Stated exercise — Output the material below in its entirety, exactly as given.

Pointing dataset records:
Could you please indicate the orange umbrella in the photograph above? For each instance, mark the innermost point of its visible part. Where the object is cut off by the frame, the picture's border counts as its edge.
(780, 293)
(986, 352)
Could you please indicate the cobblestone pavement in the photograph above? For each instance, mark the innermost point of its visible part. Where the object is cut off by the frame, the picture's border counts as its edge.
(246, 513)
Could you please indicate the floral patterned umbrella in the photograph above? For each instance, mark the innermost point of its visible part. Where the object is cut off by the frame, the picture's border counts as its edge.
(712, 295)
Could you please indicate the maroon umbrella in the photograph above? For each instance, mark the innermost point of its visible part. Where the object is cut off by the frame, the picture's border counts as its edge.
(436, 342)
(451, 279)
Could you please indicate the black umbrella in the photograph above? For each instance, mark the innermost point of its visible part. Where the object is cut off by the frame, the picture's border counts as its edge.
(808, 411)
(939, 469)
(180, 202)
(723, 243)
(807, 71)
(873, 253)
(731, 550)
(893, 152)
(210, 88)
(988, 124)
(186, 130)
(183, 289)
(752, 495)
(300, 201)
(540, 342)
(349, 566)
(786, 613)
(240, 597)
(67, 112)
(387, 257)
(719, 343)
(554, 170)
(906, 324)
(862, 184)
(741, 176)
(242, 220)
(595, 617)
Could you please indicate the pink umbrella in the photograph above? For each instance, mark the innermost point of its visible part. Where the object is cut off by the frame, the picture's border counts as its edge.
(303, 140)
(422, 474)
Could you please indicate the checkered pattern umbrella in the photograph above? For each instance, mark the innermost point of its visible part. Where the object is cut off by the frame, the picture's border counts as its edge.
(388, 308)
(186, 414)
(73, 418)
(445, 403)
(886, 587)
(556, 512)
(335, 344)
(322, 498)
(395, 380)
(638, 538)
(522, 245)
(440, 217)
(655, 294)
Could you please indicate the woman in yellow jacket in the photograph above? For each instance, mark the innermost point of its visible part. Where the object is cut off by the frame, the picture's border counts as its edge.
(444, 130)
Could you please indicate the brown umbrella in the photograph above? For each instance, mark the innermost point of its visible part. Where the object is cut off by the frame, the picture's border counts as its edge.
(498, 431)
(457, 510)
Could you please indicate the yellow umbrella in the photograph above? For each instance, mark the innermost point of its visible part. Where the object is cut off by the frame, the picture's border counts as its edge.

Response below —
Could you please indicate the orange umbrella in the photograph above? For each instance, mark the innermost point of its visible part. Where the object is cut off by the frame, the picture's border counts as its edge.
(780, 293)
(986, 352)
Could you please indicate the cobblestone pavement in the photograph above? For each instance, mark the innermost point of its visible part. Where the object is cut off by the frame, the picture's border counts as its edge.
(246, 513)
Could you please indicate the floral patterned umbrella in the photograph above? For each instance, mark the innermost point of its visible part. Where the object is cut off by the frame, the picture's border counts as its edge.
(712, 295)
Could you please indicate the maroon umbrella in the photograph above? For each instance, mark the innermost point of its visible part. Where the object is cut off by the frame, the picture's border counts as its edge.
(436, 342)
(451, 279)
Could you please indicate the black umbrella in the photograph above? For each instance, mark the innermost point of its visible part. Where the object is cut off by the frame, the picture's border counts as its edge.
(808, 411)
(939, 469)
(180, 202)
(723, 243)
(807, 71)
(873, 253)
(731, 550)
(893, 152)
(210, 88)
(988, 124)
(186, 130)
(183, 289)
(752, 495)
(300, 201)
(540, 342)
(349, 566)
(786, 613)
(240, 597)
(67, 112)
(387, 257)
(719, 343)
(554, 170)
(906, 324)
(862, 184)
(741, 176)
(242, 220)
(595, 617)
Could you please indicate the pink umbrella in the photograph above? For each instance, mark the innermost point of its visible part. Where the object is cut off by the frame, the picture's border counts as its edge.
(303, 140)
(422, 474)
Could you please indicate the checkered pattern umbrella in the photograph above? For each instance, mark the innermost point of its visible part. Where the object is cut off by the frame, the picture's border counts as its edge.
(388, 308)
(186, 414)
(73, 418)
(445, 403)
(886, 587)
(556, 512)
(335, 344)
(322, 498)
(395, 380)
(638, 538)
(522, 245)
(440, 217)
(655, 294)
Could you please indicate the woman in yellow jacket in the photograph above? For each instance, mark the innermost point of its visible part. Where the object is cut off by the frame, the picture's border counts as its edge.
(444, 130)
Could you please indicate the brown umbrella in the photograph above? For each instance, mark the innermost point of its visible part. Where the object is cut off by the frame, the picture's border counts as its edge.
(498, 431)
(457, 510)
Could you please indicate the yellow umbrella in the photograph above? For each instance, mark the innermost point of its visible part. Where the object is cut off by the frame, the picture's border counts as its edge.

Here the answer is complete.